[部分数据]

::::::::::

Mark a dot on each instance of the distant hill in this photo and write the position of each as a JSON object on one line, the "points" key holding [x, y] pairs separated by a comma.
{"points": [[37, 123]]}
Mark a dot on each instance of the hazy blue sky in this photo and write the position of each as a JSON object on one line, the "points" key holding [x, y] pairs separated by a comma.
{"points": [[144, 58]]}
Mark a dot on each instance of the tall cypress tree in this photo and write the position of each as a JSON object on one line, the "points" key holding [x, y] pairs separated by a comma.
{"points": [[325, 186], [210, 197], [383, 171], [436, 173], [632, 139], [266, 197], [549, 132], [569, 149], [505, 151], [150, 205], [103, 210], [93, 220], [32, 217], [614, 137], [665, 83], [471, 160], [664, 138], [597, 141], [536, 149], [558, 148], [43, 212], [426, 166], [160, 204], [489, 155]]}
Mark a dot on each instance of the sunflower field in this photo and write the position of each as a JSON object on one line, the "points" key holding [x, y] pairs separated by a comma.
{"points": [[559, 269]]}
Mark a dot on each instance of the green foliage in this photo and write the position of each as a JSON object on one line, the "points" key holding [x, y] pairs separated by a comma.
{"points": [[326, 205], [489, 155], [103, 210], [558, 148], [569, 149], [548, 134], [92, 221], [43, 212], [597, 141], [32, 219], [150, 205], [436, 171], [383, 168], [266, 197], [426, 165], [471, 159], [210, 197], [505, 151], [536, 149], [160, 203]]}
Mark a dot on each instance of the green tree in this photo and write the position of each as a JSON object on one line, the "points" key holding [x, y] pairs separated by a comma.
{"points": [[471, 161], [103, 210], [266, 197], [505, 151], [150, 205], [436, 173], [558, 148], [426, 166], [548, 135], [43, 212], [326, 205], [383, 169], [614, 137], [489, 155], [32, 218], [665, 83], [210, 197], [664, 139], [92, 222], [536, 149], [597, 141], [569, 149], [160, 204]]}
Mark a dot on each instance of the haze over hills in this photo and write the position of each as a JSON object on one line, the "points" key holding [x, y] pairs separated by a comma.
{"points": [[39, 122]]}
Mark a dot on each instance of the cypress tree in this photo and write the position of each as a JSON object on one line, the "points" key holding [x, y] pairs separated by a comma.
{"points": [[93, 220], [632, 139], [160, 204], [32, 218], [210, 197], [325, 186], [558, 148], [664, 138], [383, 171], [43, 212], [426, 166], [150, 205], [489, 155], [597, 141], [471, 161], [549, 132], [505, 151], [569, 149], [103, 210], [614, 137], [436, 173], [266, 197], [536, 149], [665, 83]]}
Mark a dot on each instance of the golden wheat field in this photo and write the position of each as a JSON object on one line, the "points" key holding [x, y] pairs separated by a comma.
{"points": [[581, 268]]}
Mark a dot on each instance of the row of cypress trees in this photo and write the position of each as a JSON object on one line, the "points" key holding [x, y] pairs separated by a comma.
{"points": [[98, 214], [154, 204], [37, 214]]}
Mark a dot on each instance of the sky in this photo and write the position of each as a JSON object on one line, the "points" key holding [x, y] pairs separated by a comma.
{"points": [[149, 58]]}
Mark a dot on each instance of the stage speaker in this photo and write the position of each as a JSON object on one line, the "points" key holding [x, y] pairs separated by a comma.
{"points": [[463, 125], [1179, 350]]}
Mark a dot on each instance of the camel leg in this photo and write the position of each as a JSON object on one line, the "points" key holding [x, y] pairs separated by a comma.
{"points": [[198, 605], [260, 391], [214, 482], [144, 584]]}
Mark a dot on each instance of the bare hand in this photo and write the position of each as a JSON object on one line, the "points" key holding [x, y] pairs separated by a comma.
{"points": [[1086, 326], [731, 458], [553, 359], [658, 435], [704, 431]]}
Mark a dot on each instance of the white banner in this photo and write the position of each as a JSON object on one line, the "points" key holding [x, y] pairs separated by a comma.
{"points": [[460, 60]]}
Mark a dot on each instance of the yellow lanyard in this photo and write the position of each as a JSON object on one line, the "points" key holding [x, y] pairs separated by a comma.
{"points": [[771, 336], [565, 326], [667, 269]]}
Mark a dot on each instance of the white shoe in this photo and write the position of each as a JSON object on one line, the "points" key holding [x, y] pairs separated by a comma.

::::::::::

### 任务说明:
请把从包含“Mark a dot on each instance of the bare”的那一行开始、到数据结尾为止的各行转换成一个 JSON 字符串列表，首尾两行都包括在内，每行对应一个字符串，空行不计。

### 正确答案:
[
  "Mark a dot on each instance of the bare hand in this photo and write the position of each as a JSON object on one line, the \"points\" key holding [x, y] pairs separated by a comma.",
  "{\"points\": [[1086, 326], [731, 458], [553, 359], [658, 435], [704, 431]]}",
  "Mark a dot on each instance of the white banner in this photo and write the position of each as a JSON object on one line, the \"points\" key holding [x, y] pairs separated by a comma.",
  "{\"points\": [[460, 60]]}",
  "Mark a dot on each instance of the yellow lanyard in this photo and write the position of each as a JSON object on one line, the \"points\" key holding [x, y] pairs separated by a comma.",
  "{\"points\": [[771, 336], [565, 326], [667, 269]]}",
  "Mark a dot on each instance of the white shoe in this photo and write the position of each as a JSON object on one line, the \"points\" key holding [x, y] pairs separated by a comma."
]